● **WHAT THIS TASK INVOLVES**
Your output should be the lines from the one with "Expected output, for every instance of the bird's dark" through the end of the entries below, set down word for word and nothing else.

______

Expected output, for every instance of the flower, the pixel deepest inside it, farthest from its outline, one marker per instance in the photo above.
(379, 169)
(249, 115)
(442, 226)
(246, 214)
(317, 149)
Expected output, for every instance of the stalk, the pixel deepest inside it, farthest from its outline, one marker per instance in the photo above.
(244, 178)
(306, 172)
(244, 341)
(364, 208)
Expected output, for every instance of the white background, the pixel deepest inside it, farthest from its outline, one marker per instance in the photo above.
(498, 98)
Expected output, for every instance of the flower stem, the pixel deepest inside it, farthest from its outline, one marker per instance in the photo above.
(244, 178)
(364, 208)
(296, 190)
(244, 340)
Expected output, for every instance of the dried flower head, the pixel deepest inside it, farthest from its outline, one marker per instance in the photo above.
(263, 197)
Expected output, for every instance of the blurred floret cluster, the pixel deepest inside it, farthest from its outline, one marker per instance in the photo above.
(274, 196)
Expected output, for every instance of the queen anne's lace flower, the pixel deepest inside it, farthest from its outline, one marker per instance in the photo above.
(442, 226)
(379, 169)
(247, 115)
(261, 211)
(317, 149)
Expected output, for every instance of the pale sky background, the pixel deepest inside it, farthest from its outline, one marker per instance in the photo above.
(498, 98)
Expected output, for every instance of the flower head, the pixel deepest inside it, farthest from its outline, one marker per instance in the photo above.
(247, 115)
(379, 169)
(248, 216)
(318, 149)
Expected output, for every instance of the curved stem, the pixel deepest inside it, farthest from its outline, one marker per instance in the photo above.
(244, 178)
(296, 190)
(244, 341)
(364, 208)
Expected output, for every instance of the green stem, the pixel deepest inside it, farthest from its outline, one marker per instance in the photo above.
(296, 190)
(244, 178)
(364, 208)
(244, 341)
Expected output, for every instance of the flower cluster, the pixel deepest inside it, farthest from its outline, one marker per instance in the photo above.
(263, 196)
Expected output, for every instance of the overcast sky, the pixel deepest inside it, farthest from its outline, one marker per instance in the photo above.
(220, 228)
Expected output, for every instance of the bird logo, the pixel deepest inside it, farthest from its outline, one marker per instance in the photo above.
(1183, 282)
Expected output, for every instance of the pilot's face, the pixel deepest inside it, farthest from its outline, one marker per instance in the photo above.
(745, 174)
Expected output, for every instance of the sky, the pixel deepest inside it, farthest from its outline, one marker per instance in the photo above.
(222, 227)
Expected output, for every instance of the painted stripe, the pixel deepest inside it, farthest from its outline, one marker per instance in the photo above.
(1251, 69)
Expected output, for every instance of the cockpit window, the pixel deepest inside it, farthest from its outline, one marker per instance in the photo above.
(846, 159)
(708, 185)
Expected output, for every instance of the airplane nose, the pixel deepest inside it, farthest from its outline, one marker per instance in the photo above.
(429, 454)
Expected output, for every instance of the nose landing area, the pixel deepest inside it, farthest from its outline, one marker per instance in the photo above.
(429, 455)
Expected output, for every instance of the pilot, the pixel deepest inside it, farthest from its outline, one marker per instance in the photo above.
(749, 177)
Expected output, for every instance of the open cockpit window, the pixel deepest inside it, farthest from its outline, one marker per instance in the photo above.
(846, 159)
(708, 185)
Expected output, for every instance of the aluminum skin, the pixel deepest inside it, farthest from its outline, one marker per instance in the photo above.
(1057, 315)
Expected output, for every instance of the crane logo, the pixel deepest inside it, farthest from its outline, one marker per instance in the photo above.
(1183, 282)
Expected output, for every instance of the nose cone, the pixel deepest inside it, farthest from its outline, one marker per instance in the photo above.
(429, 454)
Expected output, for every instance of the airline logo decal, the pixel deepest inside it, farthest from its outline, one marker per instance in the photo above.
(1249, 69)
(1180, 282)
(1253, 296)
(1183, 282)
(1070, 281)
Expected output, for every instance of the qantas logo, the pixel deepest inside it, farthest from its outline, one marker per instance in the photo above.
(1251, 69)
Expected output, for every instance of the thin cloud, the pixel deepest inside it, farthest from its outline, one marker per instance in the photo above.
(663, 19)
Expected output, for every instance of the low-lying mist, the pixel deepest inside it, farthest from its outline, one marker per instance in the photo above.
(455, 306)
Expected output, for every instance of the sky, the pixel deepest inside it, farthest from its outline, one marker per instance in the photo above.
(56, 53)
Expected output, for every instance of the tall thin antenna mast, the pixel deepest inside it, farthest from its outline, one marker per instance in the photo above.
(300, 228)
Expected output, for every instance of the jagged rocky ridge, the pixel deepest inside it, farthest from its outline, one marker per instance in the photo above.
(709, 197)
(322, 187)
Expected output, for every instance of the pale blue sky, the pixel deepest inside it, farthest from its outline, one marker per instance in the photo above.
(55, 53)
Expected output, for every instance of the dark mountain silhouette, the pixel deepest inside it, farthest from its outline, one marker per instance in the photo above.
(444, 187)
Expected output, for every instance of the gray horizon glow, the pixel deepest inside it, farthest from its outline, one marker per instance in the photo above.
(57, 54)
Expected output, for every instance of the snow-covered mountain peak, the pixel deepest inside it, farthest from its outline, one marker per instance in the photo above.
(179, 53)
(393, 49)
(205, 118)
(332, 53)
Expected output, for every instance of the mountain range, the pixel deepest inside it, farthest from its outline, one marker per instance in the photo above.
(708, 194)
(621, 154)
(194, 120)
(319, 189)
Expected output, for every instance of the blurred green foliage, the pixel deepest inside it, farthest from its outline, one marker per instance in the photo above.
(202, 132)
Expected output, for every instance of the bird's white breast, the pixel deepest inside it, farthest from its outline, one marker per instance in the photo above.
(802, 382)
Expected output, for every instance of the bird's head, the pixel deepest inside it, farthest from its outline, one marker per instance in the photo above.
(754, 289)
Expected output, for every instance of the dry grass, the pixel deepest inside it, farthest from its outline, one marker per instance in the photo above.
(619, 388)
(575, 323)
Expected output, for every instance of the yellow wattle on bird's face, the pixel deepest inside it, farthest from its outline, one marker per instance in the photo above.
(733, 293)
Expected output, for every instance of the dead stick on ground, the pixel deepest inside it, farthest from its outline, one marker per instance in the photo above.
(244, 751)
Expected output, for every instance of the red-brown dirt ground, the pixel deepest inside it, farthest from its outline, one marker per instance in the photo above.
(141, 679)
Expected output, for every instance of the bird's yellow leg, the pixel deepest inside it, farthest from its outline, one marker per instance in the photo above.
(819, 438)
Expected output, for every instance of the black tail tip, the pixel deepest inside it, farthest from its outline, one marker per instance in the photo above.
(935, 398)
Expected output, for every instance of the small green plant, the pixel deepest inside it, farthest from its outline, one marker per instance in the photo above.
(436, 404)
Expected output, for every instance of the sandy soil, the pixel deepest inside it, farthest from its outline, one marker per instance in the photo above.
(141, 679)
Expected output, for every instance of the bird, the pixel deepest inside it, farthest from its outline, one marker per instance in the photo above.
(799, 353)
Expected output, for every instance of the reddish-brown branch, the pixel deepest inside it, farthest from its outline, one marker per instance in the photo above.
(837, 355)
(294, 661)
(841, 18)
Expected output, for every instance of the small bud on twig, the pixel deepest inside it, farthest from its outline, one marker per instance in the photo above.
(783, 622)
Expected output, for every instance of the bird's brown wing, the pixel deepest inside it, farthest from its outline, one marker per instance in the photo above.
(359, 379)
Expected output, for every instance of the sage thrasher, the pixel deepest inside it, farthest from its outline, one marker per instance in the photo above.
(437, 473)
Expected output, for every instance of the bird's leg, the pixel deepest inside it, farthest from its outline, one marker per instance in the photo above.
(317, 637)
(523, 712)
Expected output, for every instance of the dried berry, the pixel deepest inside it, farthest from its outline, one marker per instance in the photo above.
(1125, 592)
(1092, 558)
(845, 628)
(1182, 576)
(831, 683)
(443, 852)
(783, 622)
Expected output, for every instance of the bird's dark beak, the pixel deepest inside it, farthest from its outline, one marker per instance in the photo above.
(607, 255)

______

● **ANSWER SECTION**
Expected output, for every instance of the bird's dark beak, the pixel deepest inside it, farthest from its outline, one marker per instance in the photo above.
(607, 255)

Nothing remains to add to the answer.